## [The request]
Report every line in the records that contains the string "instance". Case counts.

## BEGIN Dataset entries

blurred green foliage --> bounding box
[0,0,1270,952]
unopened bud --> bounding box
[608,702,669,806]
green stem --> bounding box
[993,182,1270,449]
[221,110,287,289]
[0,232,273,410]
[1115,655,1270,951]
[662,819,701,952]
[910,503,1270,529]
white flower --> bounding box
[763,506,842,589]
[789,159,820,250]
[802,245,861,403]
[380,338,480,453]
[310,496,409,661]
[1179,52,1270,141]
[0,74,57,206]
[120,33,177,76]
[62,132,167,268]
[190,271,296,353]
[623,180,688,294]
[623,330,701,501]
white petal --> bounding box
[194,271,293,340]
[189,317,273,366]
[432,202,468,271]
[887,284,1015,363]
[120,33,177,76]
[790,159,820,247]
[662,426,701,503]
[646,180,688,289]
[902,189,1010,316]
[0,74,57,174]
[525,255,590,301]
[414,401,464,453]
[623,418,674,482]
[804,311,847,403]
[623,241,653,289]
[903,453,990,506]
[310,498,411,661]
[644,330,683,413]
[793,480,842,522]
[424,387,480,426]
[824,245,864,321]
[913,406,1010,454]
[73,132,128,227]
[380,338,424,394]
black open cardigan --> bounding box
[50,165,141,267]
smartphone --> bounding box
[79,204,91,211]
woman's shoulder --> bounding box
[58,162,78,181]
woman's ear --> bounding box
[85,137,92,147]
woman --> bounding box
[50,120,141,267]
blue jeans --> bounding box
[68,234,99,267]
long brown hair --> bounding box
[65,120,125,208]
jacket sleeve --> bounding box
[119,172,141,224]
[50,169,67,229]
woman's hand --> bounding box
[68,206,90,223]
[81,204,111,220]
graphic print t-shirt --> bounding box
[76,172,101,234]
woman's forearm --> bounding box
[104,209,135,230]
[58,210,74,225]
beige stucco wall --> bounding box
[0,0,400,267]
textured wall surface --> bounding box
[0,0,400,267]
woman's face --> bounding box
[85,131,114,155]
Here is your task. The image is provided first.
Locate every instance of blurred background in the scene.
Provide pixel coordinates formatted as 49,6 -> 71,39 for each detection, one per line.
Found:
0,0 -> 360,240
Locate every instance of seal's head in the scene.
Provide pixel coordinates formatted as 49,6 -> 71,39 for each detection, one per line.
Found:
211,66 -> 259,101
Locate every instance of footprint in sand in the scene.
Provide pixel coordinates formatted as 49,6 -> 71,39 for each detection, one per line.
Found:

## END Dataset entries

## [Result of the task]
Locate every instance of blurred background in the scene.
Locate every instance of seal's head in the scene.
Locate every instance of footprint in sand in the scene.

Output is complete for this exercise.